▶ _Direction_:
Swap "picture above" for "image above" in the part of the listing that opens at its start and closes with the line containing "(1154, 437)", reproducing those lines with nothing else changed and leaving the pictures out.

▶ _Information supplied_:
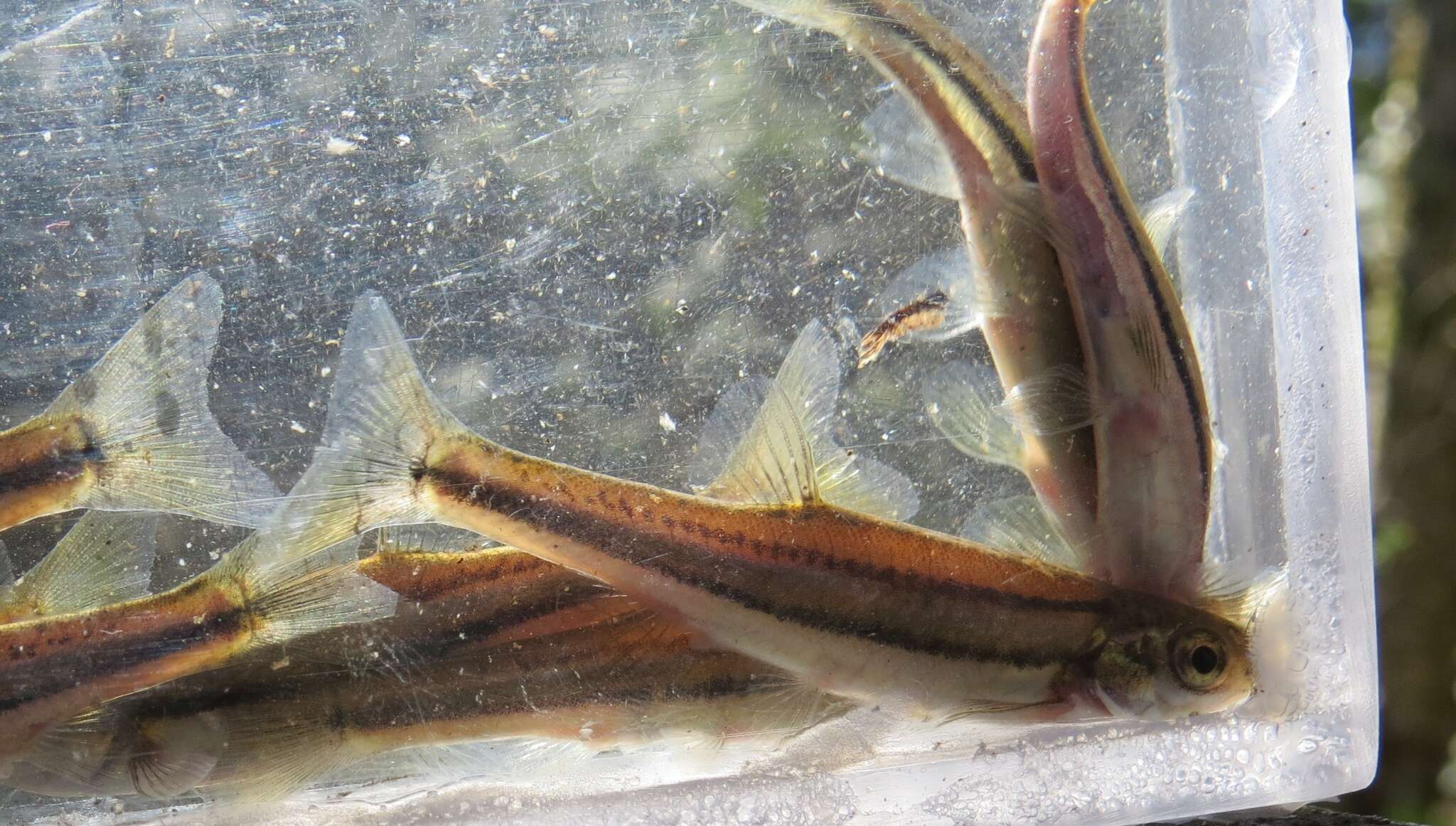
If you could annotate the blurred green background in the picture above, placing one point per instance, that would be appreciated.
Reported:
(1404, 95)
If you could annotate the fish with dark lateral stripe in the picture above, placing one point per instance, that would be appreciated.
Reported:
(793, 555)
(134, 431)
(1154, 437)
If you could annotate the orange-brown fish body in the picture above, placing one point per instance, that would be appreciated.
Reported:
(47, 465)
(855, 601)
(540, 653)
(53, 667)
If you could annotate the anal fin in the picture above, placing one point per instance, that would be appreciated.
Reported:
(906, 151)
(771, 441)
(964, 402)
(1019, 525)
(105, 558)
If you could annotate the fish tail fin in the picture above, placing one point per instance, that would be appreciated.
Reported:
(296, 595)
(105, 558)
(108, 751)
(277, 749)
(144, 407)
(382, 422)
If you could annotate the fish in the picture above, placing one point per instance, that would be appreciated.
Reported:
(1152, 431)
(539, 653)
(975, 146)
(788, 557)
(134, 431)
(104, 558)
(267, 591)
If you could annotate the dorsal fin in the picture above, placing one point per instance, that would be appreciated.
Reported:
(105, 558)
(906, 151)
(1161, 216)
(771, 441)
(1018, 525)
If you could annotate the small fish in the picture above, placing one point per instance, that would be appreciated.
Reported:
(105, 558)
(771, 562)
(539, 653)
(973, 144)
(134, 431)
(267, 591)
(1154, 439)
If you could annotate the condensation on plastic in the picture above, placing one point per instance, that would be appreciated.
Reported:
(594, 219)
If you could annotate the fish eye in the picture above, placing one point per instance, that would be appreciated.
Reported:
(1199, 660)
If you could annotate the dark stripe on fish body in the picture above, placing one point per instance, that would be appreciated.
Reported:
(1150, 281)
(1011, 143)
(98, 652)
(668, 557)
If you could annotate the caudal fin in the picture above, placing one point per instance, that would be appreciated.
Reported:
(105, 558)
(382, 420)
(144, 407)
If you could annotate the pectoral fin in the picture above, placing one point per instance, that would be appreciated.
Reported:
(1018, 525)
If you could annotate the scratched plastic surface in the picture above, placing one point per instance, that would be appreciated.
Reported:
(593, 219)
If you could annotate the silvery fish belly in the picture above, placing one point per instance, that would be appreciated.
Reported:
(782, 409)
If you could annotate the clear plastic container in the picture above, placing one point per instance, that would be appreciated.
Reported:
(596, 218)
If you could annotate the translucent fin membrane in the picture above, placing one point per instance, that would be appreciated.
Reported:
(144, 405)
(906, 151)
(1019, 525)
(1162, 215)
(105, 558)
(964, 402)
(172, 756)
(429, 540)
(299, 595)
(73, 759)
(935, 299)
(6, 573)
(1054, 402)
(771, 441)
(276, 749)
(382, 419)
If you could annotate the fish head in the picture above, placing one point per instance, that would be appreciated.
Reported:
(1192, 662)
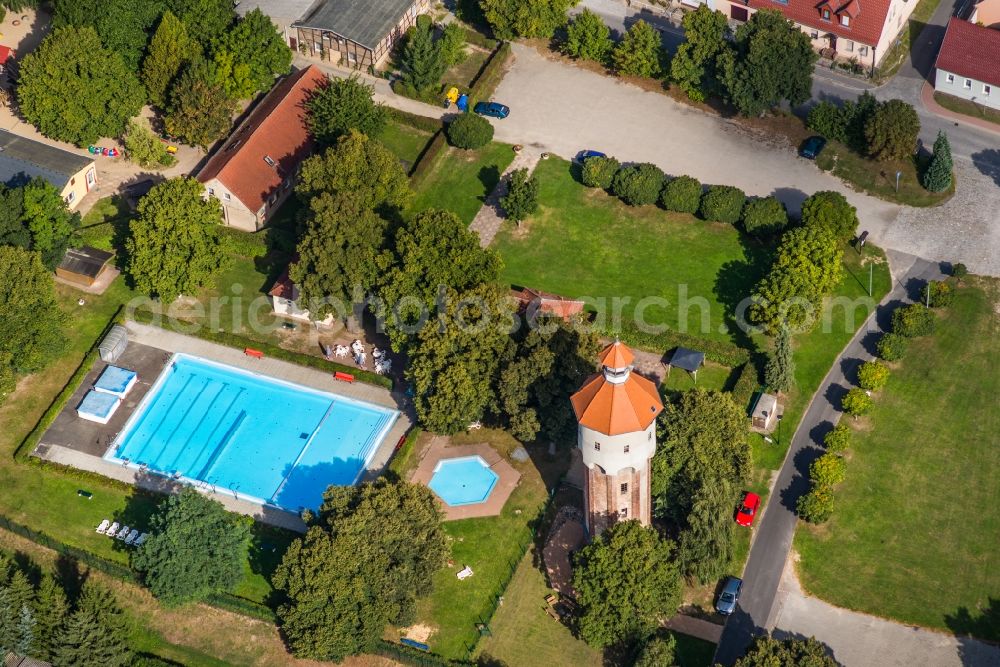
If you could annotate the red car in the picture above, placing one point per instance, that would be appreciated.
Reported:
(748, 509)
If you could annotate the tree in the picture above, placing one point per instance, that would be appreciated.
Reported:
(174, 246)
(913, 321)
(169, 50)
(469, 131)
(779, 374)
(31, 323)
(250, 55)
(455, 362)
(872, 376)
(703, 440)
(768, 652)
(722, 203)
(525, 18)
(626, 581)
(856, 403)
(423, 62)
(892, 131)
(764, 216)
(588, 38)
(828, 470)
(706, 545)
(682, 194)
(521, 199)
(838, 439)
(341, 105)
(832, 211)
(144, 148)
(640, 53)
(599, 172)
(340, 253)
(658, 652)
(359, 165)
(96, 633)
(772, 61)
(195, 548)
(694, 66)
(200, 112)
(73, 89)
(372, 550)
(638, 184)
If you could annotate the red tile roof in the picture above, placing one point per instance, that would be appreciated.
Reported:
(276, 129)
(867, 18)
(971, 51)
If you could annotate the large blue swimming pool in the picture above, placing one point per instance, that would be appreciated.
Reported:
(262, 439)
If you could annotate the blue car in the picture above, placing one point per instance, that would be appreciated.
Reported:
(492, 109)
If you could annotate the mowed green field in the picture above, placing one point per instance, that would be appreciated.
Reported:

▶ _Response for this exercise_:
If you could annotate the blurred green background in the image above, placing one point per instance, that would be appreciated.
Reported:
(1404, 95)
If you could annotate the fish with dark lateral stripe in the image above, placing one point per instance, that would be appreciated.
Reported:
(793, 555)
(134, 431)
(1154, 437)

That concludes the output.